Highlights & Insights¶
- Theoretical and Engineering Isomorphism: Fréchet decoding is not an empirical trick but the tightest marginal-only generalization of the factor rule. The relationship where "tighter theory leads to more commits" is rare and valuable.
- Profile-aware = Adaptive Factor: Reinterpreting Fréchet as \(f_{\text{eff}}(n) = 1 - \delta + B_n\) provides an elegant perspective of "data-adaptive" parameters. This idea of using data to calibrate thresholds can be transferred to other batching scenarios like speculative decoding or early-exit confidence margins.
- Drop-in Friendly: Modifying only 8 lines of selection logic without touching the model or schedule makes it a low-cost acceleration trick for H100 deployments.
Limitations & Future Work¶
- Marginal-only Ceiling: Fréchet does not utilize joint dependency information between tokens. Section 4.2 suggests that modeling \(d_{TV}(P_S, Q_S)\) could theoreticaly allow more commits but requires additional dependency modeling not implemented here.
- Dependence on Confidence Calibration: If the model is over-confident, the profile certificate may fail. While a calibration-robust version is provided in Appendix C, it lacks extensive experimental verification.
- Margin Sensitivity: A single \(\delta = 0.25\) is stable across benchmarks, but the trade-offs in aggressive parallelism may still require per-task tuning for fragility-sensitive tasks.

• Material supplied:
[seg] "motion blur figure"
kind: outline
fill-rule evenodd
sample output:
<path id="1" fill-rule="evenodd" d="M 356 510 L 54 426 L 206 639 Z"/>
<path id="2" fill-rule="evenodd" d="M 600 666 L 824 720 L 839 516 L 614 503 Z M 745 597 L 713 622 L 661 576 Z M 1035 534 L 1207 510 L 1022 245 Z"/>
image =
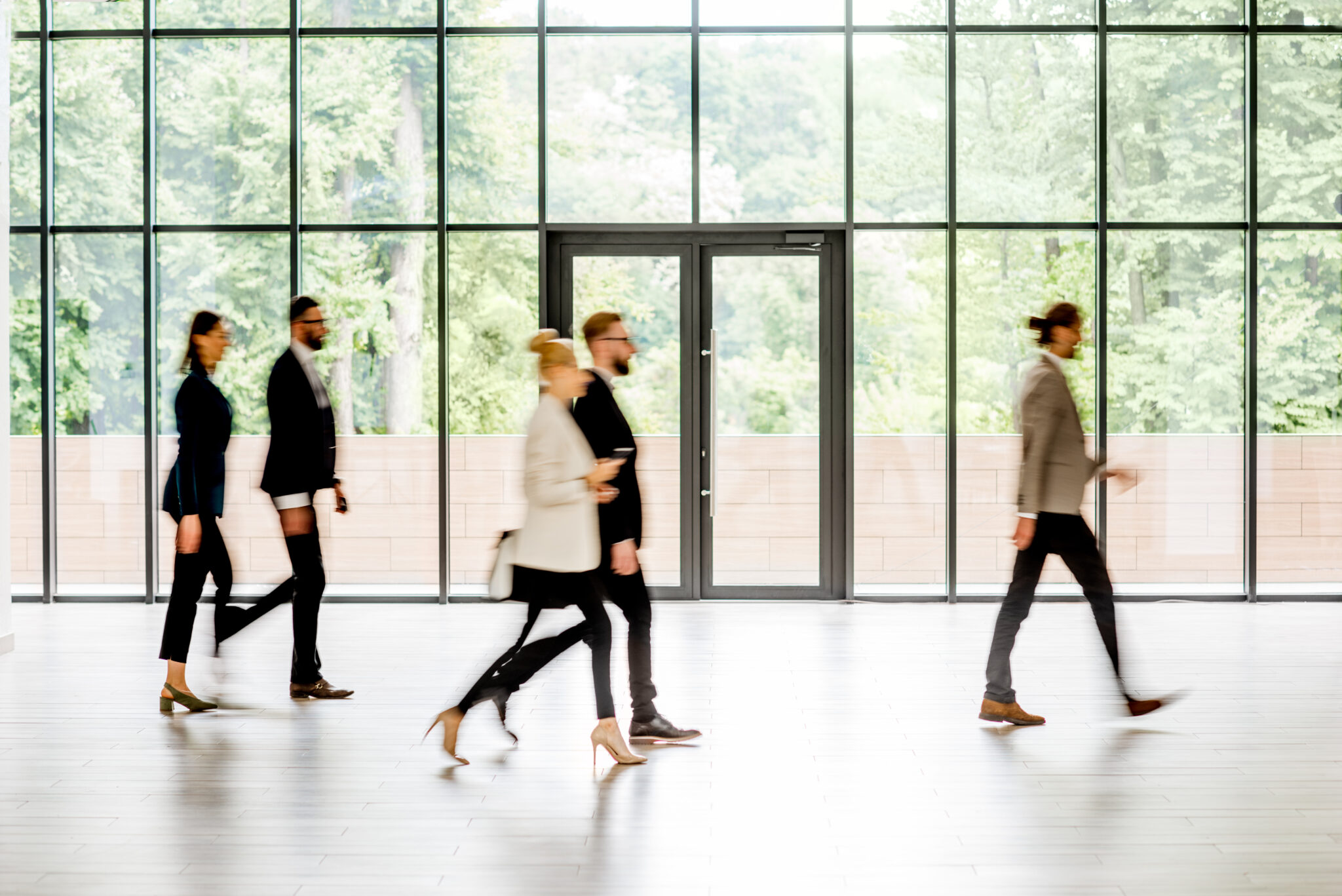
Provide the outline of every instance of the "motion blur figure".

• Directions for this task: Carry on the Fréchet decoding notes from their last point, the one on margin sensitivity.

• Output below:
- Scale Verification: Evaluation is primarily on LLaDA-8B and Dream-7B; performance on 70B+ scale dLLMs or very long sequences (>1024) is not yet explored.
Related Work & Insights¶
- vs. Fast-dLLM (Wu et al., 2026): Simplifies marginal-only information; this work generalizes it to heterogeneous profiles, proving factor is a special case and providing a strictly larger acceptance set.
- vs. Speculative / Blockwise Parallel Decoding: Autoregressive methods use drafter+verifier; Fast-dLLM++ uses marginal certificates for commit decisions, which is more lightweight and specific to diffusion "synchronous multi-position commit" scenarios.
- vs. Copula / dependence-aware methods: This work deliberately avoids joint dependency modeling to maintain marginal-only safety while leaving interfaces for future dependence-aware extensions.
Rating¶
- Novelty: ⭐⭐⭐⭐ Uses classic Fréchet–Hoeffding inequalities to generalize the factor rule; theoretically sound and strictly tighter, though the core probability bound is well-established.
- Experimental Thoroughness: ⭐⭐⭐⭐ Comprehensive scanning across four benchmarks, three cache modes, and multiple models; however, lacks 70B+ scale testing and comparison with non-Fast-dLLM系 methods.
- Writing Quality: ⭐⭐⭐⭐⭐ Figure 1 clearly illustrates the "flattening" vs. "heterogeneity reward" concept. The theoretical narrative is logically rigorous.
- Value: ⭐⭐⭐⭐ Training-free, drop-in, and providing ~1.36× throughput gain; highly practical for engineering teams using diffusion LLMs.